Ces derniers mois, la Chambre sociale de la Cour de cassation a été saisie de plusieurs affaires relatives à une rupture conventionnelle du contrat de travail.
L’occasion pour les magistrats de définir et préciser les contours de ce mode de rupture du contrat de travail à durée indéterminée institué par la loi du 25 juin 2008 et définit au sein des articles L. 1237-11 à L. 1237-16 du Code du travail.
Depuis sa création, la rupture conventionnelle, seule rupture amiable du contrat de travail dorénavant autorisée1, n’a de cesse de convaincre, chaque année, un nombre toujours plus important de salariés et d’employeurs.
C’est ainsi qu’en 2018, 437.700 ruptures conventionnelles ont été homologuées par l’administration, soit une augmentation de 3,9% par rapport à l’année 2017.
Les décisions rendues en la matière par la Cour de cassation démontrent une volonté de sécurisation du recours à la rupture conventionnelle. En effet, la Chambre sociale libéralise le recours à ce mode amiable de rupture, tout en précisant les principes substantiels qui assurent la validité de la convention conclue.
Pour mémoire, la rupture conventionnelle nécessite que le salarié et l’employeur soient d’accord pour rompre le contrat de travail. C’est donc un mode de rupture qui exige des deux parties un consentement libre et éclairé.
Le législateur, conscient du caractère particulier du contrat de travail et du lien de subordination, a conditionné la rupture au respect d’une procédure visant à assurer la liberté de consentement.
En cas de conflit, le travail du juge est de s’assurer qu’il n’y a eu, lors de la conclusion de la convention, ni vice de consentement, ni fraude.
La recrudescence d’arrêts rendus ces dernières années permet alors de faire un état des lieux des règles relatives à la rupture conventionnelle.
En revanche, il ne sera toutefois pas abordé la procédure de rupture conventionnelle collective dont l’objectif et les modalités diffèrent de la rupture conventionnelle homologuée individuelle.
VERS UNE LIBERALISATION DE LA RUPTURE CONVENTIONNELLE
Les arrêts très récents rendus par la Cour de cassation démontre une volonté de libéraliser la rupture conventionnelle afin d’assurer sa validité au-delà même du périmètre initialement défini par l’administration.
La Chambre sociale a une vision souple, à la fois, de certaines règles de procédure, et également du champ d’application de la rupture conventionnelle.

◆ ENTRÉES PRÉSENTÉES:

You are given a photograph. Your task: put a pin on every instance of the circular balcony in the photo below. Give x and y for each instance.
* * *
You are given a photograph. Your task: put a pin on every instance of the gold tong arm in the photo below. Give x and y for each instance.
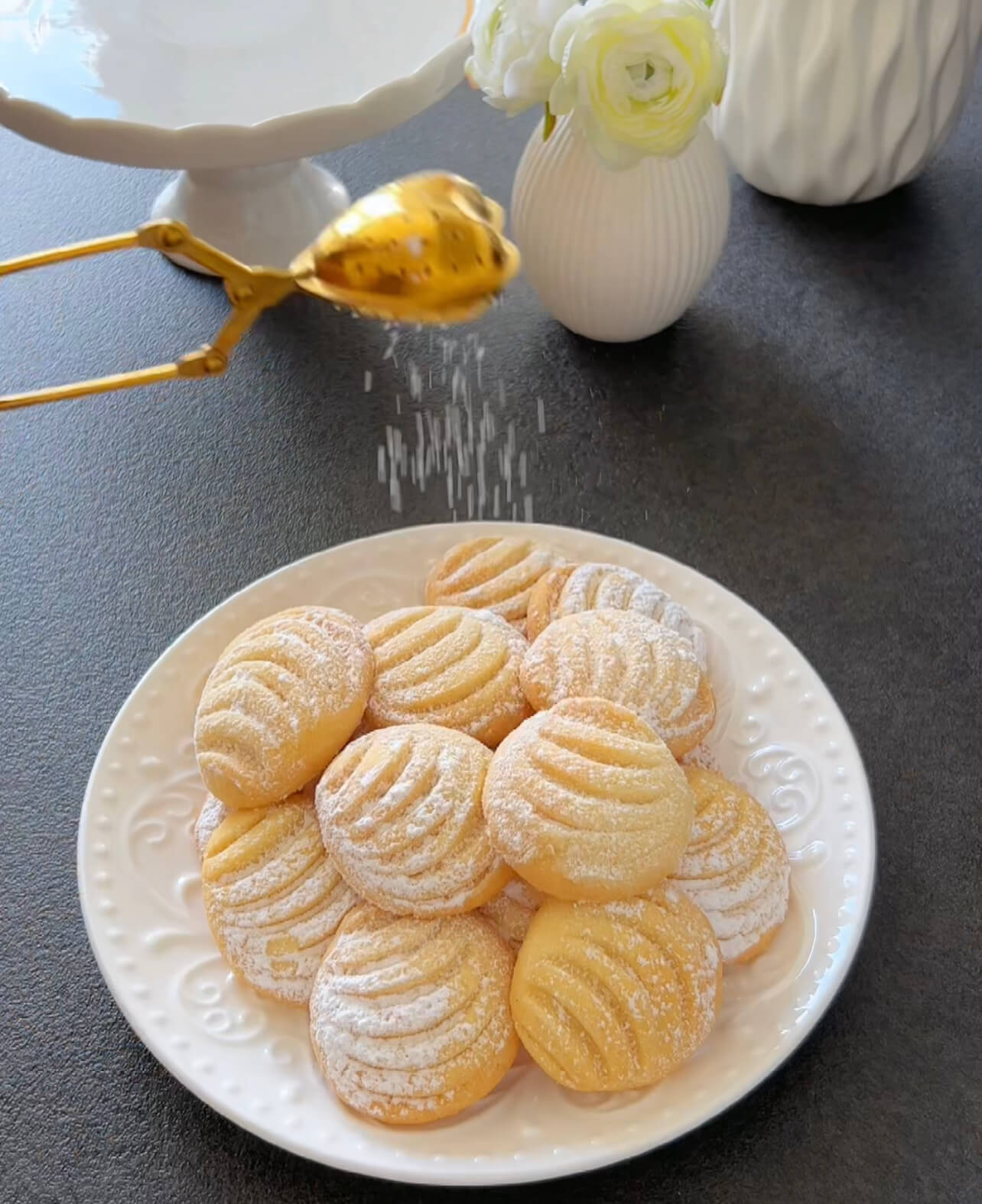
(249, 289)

◆ CONSIGNES:
1. Traduisez en anglais cette phrase de l'extrait : « Pour mémoire, la rupture conventionnelle nécessite que le salarié et l’employeur soient d’accord pour rompre le contrat de travail. »
2. Poursuivez l'extrait sur la rupture conventionnelle à la suite de sa dernière phrase.
Les entrées n'ont aucun lien avec l'extrait.

◆ CORRIGÉ:
1. As a reminder, a mutually agreed termination requires the employee and the employer to agree to end the employment contract.

2.
Sur la procédure
A titre préliminaire, il convient de rappeler que le recours à la rupture conventionnelle est encadré dans certaines règles de procédures telle que :
La tenue, a minima, d’un entretien de négociation permettant au salarié, notamment, d’avoir l’ensemble des informations relatives à ce mode de rupture ;
La possibilité pour le salarié de se faire assister lors de cet entretien ;
Le respect d’un délai de rétractation de 15 jours calendaires entre la signature de la convention et l’envoi à l’administration ;
L’homologation de l’administration de la convention de rupture ;
Le versement d’une indemnité de rupture au moins égale au montant de l’indemnité de licenciement.
La Chambre sociale a précisé qu’une simple irrégularité de procédure n’invalide pas, pour autant, de facto, la rupture conventionnelle.
En effet, dans un arrêt très récent2, la Chambre sociale a affirmé que l’assistance de l’employeur lors de l’entretien préalable à la signature de la rupture, n’entraine la nullité de la convention que si cela a eu pour conséquence de contraindre ou de faire pression sur le salarié qui s’est présenté seul à l’entretien.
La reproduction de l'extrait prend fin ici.